■ Exercise instructions
Return every line of the listing, exactly as it reads.

■ Provided data

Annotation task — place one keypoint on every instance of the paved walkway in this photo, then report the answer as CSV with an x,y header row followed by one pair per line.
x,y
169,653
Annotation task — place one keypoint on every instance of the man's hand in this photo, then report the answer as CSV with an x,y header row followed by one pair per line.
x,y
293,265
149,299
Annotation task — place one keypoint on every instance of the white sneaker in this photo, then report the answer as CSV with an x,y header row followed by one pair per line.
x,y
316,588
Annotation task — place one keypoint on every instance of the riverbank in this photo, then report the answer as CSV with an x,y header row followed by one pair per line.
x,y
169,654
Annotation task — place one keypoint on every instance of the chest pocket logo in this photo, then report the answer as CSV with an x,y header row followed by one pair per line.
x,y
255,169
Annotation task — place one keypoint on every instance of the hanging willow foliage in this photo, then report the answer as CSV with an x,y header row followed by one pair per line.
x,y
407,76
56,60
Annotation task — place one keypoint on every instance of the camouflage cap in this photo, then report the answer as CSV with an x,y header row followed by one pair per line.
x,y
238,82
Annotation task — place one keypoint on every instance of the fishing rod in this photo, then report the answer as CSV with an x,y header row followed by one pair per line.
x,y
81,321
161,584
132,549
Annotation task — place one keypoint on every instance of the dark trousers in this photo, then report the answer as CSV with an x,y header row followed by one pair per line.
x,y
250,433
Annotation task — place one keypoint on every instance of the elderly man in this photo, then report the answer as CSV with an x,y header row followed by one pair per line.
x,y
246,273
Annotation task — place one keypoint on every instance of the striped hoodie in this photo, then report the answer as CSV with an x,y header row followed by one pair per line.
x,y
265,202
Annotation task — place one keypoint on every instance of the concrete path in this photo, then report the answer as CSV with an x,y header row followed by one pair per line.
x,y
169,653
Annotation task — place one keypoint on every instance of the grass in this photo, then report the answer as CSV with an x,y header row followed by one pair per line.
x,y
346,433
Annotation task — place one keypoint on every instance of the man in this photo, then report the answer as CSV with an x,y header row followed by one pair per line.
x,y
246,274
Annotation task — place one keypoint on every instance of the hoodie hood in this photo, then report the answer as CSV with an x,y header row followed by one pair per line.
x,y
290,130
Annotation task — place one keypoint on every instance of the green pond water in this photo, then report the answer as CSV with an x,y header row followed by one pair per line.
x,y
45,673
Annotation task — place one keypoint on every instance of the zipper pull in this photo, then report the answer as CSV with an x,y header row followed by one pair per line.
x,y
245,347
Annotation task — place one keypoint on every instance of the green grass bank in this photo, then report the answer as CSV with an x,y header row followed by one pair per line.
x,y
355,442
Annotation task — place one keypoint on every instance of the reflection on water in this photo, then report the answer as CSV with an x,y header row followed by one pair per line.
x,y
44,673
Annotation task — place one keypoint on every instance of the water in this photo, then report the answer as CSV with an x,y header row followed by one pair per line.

■ Response to this exercise
Annotation task — place one keypoint on every instance of the paved walkway in this photo, then report the answer as CSV with an x,y header row followed by one pair per line.
x,y
169,653
Annotation task — place one keypoint on every instance of the man's hand in this photo, then report the answer as CSV with an x,y header row followed by one pair per line.
x,y
293,265
149,299
Annotation task — place one keypoint on every instance of the white sneaker in this photo, then report the answer as CSV with an x,y header row followed by one pair per line.
x,y
316,588
Annotation task — place one keypoint on every instance of the riverbank in this photo, then report the answer as CSV with an x,y header row followed by one pair per line.
x,y
169,654
Annotation task — place one keypoint on every instance of the chest pocket logo in this photo, then report the answer as CSV with an x,y header row followed by one pair per line.
x,y
255,169
Annotation task — place one keypoint on every instance of the hanging willow foliage in this photo, then report the answer as CSV with an x,y header row followed by one pair per line.
x,y
407,76
56,60
Annotation task — place one keypoint on every instance of the camouflage cap in this photo, then report the answer as CSV with an x,y header row followed by one pair per line.
x,y
238,82
Annotation task — place one keypoint on every instance of the fishing rod in this photo, then report the answer as CSV with an x,y header row followed by one pair per line.
x,y
81,321
161,584
132,549
Annotation task — place one keypoint on every instance of the dark trousers in this photo, then report the answer as CSV with an x,y header row followed by one pair per line.
x,y
250,433
Annotation task — place one keypoint on every instance of the elderly man in this photo, then report the answer as CSV with an x,y header row followed by one pair per line.
x,y
246,273
Annotation task — place one keypoint on every instance of the striped hoodie in this photo, then report the answer as CSV with an x,y header row followed by one pair per line.
x,y
265,202
Annotation task — place one keypoint on every instance of the concrete path in this photo, then report the answer as CSV with an x,y header row followed by one pair per line.
x,y
169,653
Annotation task — place one keypoint on every instance of the grass in this photo, then report the answer as CSV with an x,y header row followed by one pair per line.
x,y
346,433
Annotation task — place one keypoint on every instance of the man in this photo, then report the answer as CSV with an x,y header row followed by one pair per line.
x,y
246,274
Annotation task — place one keypoint on every instance of the hoodie hood in this photo, then report the answer as CSV with an x,y header row followed by one pair per line.
x,y
290,130
Annotation task — place one keypoint on every instance of the green pond water in this photo, then report the answer as CSV with an x,y header row followed by one pair per line.
x,y
45,673
Annotation task — place one keypoint on every instance of the zipper pull in this photo, then report the answer as CSV with an x,y header row followed by one pair per line.
x,y
245,347
Annotation task — place one keypoint on every instance of the green grass bank in this photo, then report the answer as CSV with an x,y header row followed by one pair per line.
x,y
355,442
Annotation task — place one keypoint on every instance of the reflection on water in this photo, then report the answer as CSV with an x,y header row followed by one pair per line.
x,y
44,673
Annotation task — place one keypoint on every instance of the water in this photo, then report the answer as CSV with an x,y header row followed by one pair per line.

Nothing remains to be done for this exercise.